__Work required__:
Count the lines in the rows below that contain the string "hedge". Reply with the number only.

____ Supplied records

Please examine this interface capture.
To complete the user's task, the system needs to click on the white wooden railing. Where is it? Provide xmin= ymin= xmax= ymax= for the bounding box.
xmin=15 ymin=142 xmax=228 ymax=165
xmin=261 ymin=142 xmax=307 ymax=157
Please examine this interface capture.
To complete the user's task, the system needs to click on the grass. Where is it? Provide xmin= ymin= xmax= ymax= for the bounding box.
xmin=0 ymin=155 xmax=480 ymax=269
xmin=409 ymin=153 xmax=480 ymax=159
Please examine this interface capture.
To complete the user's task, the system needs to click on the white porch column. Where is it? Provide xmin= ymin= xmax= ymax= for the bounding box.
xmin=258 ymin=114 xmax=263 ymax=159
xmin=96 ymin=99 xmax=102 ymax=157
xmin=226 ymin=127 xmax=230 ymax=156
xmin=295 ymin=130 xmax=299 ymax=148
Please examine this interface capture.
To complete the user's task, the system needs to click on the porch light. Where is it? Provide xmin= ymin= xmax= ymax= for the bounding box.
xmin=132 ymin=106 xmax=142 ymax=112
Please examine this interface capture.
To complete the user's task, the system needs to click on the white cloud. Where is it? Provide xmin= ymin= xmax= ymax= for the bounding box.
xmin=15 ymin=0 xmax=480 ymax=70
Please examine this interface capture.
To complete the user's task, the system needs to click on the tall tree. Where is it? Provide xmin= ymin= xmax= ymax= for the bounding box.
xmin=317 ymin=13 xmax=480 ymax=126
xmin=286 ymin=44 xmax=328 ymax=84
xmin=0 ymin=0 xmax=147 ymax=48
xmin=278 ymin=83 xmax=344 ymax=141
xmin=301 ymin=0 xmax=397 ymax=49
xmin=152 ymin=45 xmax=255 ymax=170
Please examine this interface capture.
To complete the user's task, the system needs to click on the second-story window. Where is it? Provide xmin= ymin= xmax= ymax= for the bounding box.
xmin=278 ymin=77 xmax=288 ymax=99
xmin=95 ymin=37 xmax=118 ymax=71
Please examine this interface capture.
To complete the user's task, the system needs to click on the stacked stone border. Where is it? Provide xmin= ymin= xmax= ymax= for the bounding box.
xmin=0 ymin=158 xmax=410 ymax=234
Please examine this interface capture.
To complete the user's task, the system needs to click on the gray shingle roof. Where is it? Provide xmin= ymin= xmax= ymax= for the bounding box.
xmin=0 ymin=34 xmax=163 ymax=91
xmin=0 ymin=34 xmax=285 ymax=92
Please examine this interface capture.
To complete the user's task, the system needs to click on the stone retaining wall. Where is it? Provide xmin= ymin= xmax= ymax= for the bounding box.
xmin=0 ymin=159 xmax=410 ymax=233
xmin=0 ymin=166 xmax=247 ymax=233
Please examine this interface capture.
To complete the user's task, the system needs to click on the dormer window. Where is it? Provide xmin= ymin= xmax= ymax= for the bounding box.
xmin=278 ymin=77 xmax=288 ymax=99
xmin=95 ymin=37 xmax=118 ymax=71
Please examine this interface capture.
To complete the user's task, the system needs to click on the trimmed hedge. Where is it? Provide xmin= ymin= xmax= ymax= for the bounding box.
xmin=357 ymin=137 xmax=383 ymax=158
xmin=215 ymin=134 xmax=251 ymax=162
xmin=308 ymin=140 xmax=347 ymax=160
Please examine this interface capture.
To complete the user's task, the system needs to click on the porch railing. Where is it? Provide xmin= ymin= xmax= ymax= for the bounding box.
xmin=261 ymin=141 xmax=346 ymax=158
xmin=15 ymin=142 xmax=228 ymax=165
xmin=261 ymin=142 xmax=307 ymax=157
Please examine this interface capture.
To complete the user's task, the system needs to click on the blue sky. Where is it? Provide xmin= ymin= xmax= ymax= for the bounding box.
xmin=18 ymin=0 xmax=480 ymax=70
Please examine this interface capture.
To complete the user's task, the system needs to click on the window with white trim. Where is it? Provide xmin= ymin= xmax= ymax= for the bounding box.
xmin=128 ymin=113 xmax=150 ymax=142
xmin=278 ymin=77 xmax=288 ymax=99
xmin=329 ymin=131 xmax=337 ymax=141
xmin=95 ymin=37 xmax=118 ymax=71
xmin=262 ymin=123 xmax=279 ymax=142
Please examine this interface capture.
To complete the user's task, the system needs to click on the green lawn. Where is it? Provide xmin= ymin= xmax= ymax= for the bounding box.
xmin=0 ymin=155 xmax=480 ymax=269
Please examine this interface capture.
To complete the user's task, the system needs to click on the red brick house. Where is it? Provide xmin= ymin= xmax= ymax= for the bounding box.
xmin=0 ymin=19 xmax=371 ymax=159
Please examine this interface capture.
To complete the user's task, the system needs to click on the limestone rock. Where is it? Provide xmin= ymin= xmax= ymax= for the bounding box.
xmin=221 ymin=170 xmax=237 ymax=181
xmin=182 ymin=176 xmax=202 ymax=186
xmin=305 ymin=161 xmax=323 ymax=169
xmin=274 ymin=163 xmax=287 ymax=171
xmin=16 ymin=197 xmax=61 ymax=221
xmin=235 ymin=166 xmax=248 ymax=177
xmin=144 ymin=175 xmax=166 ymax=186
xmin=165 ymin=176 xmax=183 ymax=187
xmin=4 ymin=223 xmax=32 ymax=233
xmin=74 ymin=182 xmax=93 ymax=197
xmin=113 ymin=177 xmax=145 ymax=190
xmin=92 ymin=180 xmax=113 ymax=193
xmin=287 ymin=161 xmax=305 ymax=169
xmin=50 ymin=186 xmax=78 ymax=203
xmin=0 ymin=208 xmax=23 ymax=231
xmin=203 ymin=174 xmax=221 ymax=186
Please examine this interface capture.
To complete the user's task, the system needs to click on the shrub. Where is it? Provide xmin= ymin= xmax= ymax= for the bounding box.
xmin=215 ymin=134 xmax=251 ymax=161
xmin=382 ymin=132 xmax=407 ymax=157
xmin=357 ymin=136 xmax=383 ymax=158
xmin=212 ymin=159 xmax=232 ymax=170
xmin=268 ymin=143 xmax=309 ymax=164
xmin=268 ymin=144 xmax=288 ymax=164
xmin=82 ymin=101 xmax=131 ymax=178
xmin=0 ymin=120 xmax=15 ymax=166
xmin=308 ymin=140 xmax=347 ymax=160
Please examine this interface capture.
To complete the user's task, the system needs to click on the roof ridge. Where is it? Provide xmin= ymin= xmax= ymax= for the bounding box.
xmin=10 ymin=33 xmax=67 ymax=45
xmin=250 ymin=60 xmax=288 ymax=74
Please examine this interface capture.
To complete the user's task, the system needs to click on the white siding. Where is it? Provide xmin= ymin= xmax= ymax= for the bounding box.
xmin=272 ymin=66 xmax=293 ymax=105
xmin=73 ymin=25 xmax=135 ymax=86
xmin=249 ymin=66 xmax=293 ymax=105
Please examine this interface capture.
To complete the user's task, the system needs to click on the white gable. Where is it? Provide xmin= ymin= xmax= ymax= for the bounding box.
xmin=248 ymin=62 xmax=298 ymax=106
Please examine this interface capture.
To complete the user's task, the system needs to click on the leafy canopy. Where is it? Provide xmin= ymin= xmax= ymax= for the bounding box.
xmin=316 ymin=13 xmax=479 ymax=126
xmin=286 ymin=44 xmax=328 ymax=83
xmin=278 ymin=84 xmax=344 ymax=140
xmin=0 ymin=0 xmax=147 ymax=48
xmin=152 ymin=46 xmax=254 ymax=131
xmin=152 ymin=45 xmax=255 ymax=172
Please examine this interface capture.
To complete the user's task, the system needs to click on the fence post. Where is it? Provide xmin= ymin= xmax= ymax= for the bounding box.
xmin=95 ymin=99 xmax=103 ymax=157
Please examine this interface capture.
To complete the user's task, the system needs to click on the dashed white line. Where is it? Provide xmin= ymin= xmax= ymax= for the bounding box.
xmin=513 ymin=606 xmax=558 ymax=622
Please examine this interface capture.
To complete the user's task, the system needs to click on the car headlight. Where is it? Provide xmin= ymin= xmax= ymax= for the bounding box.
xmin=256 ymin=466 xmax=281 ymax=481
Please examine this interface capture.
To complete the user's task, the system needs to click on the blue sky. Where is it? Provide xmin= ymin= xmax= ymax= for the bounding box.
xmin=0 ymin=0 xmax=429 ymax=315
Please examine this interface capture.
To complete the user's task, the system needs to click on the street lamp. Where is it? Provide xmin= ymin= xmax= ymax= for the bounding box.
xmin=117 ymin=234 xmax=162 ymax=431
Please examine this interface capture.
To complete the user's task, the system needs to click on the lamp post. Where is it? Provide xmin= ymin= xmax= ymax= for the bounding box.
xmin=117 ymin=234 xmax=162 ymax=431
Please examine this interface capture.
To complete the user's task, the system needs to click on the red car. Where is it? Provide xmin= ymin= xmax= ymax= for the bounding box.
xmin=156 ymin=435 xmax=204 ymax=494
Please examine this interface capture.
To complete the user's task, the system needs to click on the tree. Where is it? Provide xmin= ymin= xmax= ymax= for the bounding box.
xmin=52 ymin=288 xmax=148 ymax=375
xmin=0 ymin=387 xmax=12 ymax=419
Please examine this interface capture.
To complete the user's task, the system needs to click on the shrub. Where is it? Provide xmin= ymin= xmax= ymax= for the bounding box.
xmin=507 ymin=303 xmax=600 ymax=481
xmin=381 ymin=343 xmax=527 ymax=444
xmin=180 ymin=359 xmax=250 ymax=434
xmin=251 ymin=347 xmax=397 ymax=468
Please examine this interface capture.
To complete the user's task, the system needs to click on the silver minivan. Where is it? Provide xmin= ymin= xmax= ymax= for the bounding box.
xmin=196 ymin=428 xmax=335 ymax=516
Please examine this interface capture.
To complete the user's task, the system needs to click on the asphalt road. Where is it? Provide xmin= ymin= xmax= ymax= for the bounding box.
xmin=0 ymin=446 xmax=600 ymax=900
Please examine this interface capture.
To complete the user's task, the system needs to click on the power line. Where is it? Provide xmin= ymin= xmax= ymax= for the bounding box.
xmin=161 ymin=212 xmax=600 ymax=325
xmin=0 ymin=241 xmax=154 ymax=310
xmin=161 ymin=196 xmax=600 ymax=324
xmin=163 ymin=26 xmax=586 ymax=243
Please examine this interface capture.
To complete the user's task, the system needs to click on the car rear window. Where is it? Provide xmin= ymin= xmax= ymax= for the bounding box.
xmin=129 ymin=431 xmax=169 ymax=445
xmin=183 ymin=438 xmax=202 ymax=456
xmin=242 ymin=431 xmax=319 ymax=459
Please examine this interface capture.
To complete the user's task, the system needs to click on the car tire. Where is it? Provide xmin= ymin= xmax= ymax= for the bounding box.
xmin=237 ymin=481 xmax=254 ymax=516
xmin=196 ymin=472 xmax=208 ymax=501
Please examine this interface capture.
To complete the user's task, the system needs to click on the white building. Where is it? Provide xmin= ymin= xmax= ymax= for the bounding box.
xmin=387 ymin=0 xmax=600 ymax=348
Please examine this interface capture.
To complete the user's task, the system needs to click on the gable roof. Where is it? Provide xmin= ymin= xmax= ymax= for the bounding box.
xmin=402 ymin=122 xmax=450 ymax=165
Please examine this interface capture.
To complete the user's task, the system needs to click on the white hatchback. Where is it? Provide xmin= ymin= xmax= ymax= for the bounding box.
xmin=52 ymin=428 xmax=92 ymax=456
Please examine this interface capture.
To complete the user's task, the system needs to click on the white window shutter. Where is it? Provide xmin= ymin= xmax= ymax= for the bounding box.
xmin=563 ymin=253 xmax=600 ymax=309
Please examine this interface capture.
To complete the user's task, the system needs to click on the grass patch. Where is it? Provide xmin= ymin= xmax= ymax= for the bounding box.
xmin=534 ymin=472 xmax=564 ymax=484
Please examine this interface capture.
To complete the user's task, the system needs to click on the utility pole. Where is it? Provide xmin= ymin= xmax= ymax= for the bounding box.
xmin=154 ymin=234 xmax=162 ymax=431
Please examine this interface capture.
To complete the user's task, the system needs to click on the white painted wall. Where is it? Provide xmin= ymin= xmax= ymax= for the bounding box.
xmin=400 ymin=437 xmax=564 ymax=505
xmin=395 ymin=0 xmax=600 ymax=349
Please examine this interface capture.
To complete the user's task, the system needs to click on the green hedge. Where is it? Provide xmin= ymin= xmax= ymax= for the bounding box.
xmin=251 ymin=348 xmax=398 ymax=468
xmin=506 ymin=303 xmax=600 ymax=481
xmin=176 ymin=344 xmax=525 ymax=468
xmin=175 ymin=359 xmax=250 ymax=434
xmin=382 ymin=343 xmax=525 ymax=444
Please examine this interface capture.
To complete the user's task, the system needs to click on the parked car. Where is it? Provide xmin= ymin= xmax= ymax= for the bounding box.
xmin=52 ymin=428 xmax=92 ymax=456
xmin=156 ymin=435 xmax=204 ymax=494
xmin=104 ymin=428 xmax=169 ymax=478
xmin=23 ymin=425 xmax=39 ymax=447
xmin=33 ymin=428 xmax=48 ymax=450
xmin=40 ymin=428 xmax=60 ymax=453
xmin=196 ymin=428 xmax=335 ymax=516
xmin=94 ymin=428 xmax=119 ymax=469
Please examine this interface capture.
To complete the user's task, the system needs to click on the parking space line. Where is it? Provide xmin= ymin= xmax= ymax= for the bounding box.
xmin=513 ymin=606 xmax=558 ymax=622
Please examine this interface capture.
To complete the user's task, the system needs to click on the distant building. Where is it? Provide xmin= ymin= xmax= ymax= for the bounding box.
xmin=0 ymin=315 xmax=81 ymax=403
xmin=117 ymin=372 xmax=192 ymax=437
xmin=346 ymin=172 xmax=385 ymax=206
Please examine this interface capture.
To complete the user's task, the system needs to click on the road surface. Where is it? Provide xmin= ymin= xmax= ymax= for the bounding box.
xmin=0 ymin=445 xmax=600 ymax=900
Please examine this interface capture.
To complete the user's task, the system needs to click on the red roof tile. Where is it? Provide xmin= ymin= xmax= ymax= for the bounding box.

________

__Worked solution__:
2